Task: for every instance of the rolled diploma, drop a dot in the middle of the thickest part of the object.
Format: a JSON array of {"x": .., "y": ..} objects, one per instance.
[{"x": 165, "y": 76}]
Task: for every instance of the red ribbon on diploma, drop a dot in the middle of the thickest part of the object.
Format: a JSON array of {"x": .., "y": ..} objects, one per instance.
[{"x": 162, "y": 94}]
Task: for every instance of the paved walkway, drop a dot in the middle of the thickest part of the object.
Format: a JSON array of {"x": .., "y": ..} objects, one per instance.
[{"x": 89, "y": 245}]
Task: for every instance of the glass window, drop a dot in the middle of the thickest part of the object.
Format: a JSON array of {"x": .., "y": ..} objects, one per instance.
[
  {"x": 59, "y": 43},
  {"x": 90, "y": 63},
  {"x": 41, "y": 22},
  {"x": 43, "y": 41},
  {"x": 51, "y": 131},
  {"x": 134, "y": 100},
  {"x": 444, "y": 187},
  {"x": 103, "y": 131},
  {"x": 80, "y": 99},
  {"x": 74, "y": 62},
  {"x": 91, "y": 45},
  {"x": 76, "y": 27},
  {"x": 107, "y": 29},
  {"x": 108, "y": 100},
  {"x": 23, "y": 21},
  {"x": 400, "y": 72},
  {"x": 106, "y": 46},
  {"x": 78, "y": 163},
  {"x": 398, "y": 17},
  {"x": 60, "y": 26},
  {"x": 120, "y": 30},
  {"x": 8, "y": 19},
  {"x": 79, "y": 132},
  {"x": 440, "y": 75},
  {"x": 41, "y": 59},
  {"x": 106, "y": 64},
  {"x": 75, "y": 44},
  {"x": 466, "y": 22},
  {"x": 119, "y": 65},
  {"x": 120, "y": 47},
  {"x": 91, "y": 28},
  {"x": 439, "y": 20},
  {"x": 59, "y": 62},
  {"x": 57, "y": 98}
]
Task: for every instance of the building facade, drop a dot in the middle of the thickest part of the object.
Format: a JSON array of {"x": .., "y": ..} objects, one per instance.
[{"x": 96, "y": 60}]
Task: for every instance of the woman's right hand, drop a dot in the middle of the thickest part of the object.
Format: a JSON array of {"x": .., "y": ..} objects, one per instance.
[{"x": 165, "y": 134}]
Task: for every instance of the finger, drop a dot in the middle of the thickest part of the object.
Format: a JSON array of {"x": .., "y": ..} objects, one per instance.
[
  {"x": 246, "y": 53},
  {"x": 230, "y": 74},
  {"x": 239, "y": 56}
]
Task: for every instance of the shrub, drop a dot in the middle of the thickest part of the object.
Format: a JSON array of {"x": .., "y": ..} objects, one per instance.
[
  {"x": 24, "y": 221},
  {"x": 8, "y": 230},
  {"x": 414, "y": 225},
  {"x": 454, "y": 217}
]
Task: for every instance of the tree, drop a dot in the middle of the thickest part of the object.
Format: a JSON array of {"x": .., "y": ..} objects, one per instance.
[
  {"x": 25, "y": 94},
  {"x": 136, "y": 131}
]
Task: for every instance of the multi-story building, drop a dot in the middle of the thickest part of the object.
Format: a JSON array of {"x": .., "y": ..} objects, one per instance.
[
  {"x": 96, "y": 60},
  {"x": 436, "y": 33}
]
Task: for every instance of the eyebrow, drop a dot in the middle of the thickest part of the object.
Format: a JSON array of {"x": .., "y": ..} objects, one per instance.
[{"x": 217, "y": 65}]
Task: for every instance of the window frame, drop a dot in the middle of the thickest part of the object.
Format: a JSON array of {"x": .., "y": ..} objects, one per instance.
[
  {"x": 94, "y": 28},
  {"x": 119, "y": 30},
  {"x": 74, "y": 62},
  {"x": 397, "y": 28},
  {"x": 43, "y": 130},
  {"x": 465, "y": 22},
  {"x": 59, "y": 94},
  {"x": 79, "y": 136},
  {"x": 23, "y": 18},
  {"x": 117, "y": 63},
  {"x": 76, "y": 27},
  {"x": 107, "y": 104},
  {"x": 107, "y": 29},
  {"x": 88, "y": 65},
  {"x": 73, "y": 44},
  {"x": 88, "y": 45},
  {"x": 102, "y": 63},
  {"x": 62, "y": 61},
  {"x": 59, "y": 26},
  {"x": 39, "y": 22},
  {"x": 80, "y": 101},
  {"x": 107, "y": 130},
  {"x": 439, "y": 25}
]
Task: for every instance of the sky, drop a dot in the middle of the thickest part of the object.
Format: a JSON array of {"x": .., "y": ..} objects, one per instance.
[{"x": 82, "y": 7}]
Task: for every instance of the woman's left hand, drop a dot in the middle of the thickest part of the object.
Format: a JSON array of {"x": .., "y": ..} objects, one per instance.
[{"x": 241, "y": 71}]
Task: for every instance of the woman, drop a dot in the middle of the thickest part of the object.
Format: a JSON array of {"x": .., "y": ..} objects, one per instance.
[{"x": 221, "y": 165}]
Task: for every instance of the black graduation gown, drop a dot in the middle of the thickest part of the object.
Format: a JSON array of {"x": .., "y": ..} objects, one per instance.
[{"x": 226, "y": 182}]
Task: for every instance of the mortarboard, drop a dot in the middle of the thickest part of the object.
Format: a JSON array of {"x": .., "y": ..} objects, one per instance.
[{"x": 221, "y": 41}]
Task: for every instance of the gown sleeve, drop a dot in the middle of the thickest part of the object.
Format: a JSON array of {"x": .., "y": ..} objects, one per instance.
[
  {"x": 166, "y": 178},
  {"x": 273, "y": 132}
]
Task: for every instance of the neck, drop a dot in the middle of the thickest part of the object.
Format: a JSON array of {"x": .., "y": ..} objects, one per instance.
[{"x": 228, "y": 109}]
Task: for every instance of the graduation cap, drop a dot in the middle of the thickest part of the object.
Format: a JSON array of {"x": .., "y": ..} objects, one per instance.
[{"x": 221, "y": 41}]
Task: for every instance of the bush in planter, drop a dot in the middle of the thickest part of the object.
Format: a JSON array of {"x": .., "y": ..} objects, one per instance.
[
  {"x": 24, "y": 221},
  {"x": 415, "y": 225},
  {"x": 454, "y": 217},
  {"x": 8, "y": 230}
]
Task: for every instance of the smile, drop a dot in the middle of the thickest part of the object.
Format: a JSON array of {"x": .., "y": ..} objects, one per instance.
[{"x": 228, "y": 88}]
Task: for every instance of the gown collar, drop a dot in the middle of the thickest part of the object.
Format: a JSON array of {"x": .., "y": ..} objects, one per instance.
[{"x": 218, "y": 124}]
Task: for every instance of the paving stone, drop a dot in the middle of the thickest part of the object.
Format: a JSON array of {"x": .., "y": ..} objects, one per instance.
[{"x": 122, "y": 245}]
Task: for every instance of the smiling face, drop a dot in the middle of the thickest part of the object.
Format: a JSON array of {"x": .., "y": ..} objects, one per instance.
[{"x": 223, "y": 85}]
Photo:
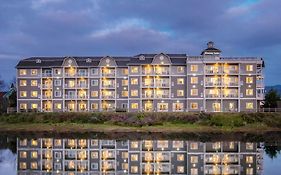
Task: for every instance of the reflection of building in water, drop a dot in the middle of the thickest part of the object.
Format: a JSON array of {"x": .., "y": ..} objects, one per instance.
[{"x": 91, "y": 156}]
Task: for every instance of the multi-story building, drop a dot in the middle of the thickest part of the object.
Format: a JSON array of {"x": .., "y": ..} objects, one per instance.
[
  {"x": 120, "y": 157},
  {"x": 145, "y": 82}
]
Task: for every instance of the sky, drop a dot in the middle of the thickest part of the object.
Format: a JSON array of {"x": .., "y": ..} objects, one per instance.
[{"x": 129, "y": 27}]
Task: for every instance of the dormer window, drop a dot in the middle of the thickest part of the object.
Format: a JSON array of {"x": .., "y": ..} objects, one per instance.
[
  {"x": 38, "y": 61},
  {"x": 142, "y": 57},
  {"x": 88, "y": 60}
]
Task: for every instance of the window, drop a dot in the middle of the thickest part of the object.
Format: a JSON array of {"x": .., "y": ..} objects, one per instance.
[
  {"x": 23, "y": 106},
  {"x": 34, "y": 94},
  {"x": 134, "y": 169},
  {"x": 180, "y": 81},
  {"x": 249, "y": 92},
  {"x": 94, "y": 106},
  {"x": 34, "y": 106},
  {"x": 23, "y": 83},
  {"x": 57, "y": 105},
  {"x": 249, "y": 159},
  {"x": 180, "y": 157},
  {"x": 193, "y": 105},
  {"x": 134, "y": 93},
  {"x": 23, "y": 93},
  {"x": 22, "y": 165},
  {"x": 194, "y": 159},
  {"x": 249, "y": 80},
  {"x": 194, "y": 80},
  {"x": 180, "y": 93},
  {"x": 125, "y": 71},
  {"x": 57, "y": 82},
  {"x": 180, "y": 69},
  {"x": 249, "y": 68},
  {"x": 94, "y": 82},
  {"x": 34, "y": 154},
  {"x": 134, "y": 81},
  {"x": 194, "y": 171},
  {"x": 124, "y": 82},
  {"x": 33, "y": 82},
  {"x": 95, "y": 71},
  {"x": 134, "y": 157},
  {"x": 194, "y": 68},
  {"x": 194, "y": 92},
  {"x": 124, "y": 94},
  {"x": 22, "y": 154},
  {"x": 134, "y": 69},
  {"x": 193, "y": 145},
  {"x": 22, "y": 71},
  {"x": 134, "y": 105},
  {"x": 180, "y": 169},
  {"x": 57, "y": 93}
]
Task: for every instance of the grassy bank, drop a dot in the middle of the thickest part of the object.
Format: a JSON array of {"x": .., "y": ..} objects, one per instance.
[{"x": 141, "y": 122}]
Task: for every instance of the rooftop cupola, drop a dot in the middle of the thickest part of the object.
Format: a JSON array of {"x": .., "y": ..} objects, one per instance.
[{"x": 211, "y": 51}]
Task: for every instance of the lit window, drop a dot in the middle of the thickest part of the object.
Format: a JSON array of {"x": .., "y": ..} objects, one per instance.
[
  {"x": 134, "y": 144},
  {"x": 249, "y": 171},
  {"x": 180, "y": 157},
  {"x": 94, "y": 93},
  {"x": 33, "y": 71},
  {"x": 249, "y": 92},
  {"x": 124, "y": 82},
  {"x": 180, "y": 81},
  {"x": 33, "y": 82},
  {"x": 34, "y": 94},
  {"x": 193, "y": 105},
  {"x": 34, "y": 106},
  {"x": 134, "y": 157},
  {"x": 249, "y": 159},
  {"x": 194, "y": 68},
  {"x": 22, "y": 154},
  {"x": 124, "y": 94},
  {"x": 180, "y": 69},
  {"x": 57, "y": 105},
  {"x": 34, "y": 154},
  {"x": 22, "y": 71},
  {"x": 134, "y": 69},
  {"x": 134, "y": 105},
  {"x": 33, "y": 165},
  {"x": 249, "y": 80},
  {"x": 180, "y": 93},
  {"x": 180, "y": 169},
  {"x": 22, "y": 165},
  {"x": 23, "y": 106},
  {"x": 249, "y": 68},
  {"x": 194, "y": 159},
  {"x": 194, "y": 92},
  {"x": 134, "y": 81},
  {"x": 23, "y": 83},
  {"x": 194, "y": 80},
  {"x": 194, "y": 171},
  {"x": 134, "y": 169},
  {"x": 94, "y": 106},
  {"x": 23, "y": 93},
  {"x": 134, "y": 93},
  {"x": 193, "y": 145}
]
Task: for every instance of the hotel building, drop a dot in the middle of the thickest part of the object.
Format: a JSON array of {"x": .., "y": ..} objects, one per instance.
[
  {"x": 121, "y": 157},
  {"x": 145, "y": 82}
]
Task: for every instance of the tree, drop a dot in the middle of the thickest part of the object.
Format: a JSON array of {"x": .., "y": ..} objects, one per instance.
[{"x": 271, "y": 99}]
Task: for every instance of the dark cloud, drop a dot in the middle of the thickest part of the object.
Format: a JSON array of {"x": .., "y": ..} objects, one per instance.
[{"x": 126, "y": 27}]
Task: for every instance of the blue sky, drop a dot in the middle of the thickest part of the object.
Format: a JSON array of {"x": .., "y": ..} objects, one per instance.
[{"x": 127, "y": 27}]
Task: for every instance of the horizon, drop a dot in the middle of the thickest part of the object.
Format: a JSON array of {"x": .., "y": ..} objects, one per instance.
[{"x": 94, "y": 27}]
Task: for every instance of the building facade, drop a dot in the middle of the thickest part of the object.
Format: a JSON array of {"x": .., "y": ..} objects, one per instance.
[
  {"x": 121, "y": 157},
  {"x": 145, "y": 82}
]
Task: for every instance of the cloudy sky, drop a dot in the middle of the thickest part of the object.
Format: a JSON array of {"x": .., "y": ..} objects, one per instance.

- - - - -

Exercise brief – Copy everything above from the line containing "Task: for every instance of the horizon, drop" down to the end of the records, adding 21 to each x and y coordinate in the answers and leaving every other line unchanged.

Final result –
Task: for every instance of the horizon, drop a dot in the middle of the thickest part of the object.
Format: a JSON array of {"x": .., "y": ..} objects, one per instance.
[{"x": 115, "y": 48}]
Task: for every instance of the building facade, drop a dot in the middle of the thickest part of the object.
Format: a JSON array of {"x": .., "y": ..} objects, one per instance.
[
  {"x": 142, "y": 178},
  {"x": 166, "y": 103}
]
Task: for every instance of the cloudy sky, drop a dot in the middle of the thickest part of the object.
Format: a JSON array of {"x": .., "y": ..} objects, one per instance.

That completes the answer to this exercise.